ACTION ITEM => Return an exact transcript of the material below from the line containing "box for clear" through its final line, and no other lines.

DATA =>

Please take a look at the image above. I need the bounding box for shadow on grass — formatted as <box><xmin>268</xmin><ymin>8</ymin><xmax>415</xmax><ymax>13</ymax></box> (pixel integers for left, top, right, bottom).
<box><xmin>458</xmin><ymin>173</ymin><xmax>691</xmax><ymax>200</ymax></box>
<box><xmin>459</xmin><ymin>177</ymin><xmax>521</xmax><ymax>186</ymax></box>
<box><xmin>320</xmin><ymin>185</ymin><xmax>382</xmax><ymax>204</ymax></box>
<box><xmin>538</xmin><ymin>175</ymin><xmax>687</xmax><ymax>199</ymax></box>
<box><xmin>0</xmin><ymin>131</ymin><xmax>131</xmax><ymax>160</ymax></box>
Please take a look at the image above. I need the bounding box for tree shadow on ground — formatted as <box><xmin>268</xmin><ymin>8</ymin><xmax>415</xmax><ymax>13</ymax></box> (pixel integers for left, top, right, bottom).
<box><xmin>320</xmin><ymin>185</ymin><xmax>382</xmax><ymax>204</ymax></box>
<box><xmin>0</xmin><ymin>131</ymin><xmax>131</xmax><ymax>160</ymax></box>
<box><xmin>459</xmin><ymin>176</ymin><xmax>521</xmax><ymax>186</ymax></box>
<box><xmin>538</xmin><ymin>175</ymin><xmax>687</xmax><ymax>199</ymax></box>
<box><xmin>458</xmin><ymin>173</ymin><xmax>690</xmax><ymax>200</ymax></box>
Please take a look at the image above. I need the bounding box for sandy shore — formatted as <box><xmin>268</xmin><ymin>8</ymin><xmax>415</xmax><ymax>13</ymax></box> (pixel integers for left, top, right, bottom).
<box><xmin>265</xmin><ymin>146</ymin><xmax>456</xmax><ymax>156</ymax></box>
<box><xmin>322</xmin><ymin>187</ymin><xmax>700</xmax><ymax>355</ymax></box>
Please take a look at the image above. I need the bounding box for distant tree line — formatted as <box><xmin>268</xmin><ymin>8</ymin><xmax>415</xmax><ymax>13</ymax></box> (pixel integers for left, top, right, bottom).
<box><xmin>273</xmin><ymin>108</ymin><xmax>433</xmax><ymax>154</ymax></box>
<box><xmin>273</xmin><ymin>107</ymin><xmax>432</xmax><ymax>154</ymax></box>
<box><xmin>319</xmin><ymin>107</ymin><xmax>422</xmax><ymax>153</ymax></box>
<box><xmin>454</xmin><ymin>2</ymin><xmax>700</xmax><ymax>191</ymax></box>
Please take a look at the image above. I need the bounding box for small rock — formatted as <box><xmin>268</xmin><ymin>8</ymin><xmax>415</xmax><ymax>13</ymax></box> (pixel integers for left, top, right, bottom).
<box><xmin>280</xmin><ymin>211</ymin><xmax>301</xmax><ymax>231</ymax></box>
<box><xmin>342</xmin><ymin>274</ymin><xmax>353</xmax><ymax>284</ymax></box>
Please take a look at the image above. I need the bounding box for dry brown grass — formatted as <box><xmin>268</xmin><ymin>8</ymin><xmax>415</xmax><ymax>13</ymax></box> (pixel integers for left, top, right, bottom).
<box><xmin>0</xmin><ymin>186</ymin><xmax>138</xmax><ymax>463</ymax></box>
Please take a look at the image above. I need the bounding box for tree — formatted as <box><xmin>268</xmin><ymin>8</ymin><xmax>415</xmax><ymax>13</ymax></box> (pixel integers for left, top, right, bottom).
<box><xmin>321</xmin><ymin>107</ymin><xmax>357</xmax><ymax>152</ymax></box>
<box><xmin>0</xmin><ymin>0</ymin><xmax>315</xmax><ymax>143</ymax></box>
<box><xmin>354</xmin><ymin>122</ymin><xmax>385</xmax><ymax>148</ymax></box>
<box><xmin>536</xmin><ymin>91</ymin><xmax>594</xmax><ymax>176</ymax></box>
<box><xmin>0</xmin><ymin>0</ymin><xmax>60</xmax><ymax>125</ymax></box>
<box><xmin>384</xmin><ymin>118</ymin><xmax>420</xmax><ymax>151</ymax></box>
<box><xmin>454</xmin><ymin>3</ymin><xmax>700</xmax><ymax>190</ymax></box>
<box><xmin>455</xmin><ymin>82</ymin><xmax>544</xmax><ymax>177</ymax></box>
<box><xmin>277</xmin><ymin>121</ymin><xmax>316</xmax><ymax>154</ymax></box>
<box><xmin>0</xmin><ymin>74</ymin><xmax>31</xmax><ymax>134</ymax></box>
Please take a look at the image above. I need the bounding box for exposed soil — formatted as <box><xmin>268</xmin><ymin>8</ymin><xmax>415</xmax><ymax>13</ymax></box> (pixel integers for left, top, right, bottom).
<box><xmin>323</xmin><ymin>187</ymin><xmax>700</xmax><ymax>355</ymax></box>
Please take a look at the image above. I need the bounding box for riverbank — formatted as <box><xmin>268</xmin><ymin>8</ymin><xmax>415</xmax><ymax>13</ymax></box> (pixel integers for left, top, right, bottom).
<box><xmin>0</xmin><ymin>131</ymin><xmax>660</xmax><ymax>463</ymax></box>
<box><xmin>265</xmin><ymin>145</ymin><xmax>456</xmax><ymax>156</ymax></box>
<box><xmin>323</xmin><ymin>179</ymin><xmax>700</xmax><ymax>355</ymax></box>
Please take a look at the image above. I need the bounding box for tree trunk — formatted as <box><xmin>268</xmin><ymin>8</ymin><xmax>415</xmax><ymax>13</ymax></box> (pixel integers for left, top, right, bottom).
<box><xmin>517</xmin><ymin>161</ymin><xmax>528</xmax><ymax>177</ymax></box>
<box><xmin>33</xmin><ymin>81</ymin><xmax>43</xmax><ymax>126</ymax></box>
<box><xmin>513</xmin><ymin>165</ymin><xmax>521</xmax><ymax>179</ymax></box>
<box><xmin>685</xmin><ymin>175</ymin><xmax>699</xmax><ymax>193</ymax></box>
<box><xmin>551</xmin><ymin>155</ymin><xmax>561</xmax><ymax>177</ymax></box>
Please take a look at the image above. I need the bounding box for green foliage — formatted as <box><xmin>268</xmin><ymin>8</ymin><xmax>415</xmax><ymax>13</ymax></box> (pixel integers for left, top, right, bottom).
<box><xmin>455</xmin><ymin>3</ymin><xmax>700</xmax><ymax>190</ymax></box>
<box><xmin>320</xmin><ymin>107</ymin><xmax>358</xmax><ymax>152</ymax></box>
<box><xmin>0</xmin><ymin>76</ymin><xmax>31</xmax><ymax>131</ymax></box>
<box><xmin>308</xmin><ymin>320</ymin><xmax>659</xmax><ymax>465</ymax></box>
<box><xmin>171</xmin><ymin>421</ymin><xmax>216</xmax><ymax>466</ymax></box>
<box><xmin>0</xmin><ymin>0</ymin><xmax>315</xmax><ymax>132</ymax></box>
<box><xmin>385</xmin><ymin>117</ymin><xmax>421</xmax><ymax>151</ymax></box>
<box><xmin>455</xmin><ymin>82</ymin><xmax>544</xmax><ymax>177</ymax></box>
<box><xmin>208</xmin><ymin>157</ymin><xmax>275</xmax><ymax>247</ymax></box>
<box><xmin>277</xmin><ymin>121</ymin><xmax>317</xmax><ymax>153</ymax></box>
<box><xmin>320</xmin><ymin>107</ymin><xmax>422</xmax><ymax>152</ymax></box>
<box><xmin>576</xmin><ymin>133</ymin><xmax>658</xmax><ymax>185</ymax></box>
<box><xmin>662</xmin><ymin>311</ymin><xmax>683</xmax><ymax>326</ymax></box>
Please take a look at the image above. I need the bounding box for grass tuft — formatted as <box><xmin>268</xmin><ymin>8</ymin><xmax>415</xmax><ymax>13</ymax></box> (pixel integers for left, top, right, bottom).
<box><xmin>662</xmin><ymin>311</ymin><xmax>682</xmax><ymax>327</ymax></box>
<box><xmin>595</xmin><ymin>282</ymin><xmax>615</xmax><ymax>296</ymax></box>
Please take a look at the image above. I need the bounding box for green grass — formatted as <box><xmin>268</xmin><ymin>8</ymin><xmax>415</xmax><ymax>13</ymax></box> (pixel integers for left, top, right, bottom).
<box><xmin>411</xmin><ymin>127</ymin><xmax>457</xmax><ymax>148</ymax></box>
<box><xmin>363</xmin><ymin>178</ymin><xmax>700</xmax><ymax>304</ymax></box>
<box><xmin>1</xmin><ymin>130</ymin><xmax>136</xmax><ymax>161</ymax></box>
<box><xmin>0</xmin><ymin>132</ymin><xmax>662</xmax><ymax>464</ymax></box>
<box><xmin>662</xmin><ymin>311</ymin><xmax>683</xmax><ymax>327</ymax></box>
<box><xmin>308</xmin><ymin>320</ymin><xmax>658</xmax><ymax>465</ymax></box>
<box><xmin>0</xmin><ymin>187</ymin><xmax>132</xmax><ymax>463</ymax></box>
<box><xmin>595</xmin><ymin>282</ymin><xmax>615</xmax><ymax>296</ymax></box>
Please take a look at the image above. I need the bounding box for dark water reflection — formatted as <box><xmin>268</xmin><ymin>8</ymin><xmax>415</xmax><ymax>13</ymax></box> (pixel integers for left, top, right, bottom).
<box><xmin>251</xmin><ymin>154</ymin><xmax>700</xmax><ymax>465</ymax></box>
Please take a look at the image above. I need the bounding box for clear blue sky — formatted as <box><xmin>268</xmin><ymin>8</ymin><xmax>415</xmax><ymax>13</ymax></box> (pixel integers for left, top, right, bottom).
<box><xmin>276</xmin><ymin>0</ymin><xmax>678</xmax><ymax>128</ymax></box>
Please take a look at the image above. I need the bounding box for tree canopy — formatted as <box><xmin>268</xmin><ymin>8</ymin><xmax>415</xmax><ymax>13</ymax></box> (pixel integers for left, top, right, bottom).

RESULT FOR THIS TASK =>
Please take a look at the image above. I need the bounding box for clear blue sky — formatted as <box><xmin>268</xmin><ymin>8</ymin><xmax>415</xmax><ymax>13</ymax></box> (pixel integers for left, top, right, bottom).
<box><xmin>276</xmin><ymin>0</ymin><xmax>678</xmax><ymax>128</ymax></box>
Please take a look at the image above. I need the bounding box for tree canopy — formatted as <box><xmin>268</xmin><ymin>8</ymin><xmax>415</xmax><ymax>13</ymax></box> (pixel integers for left, top, right, bottom).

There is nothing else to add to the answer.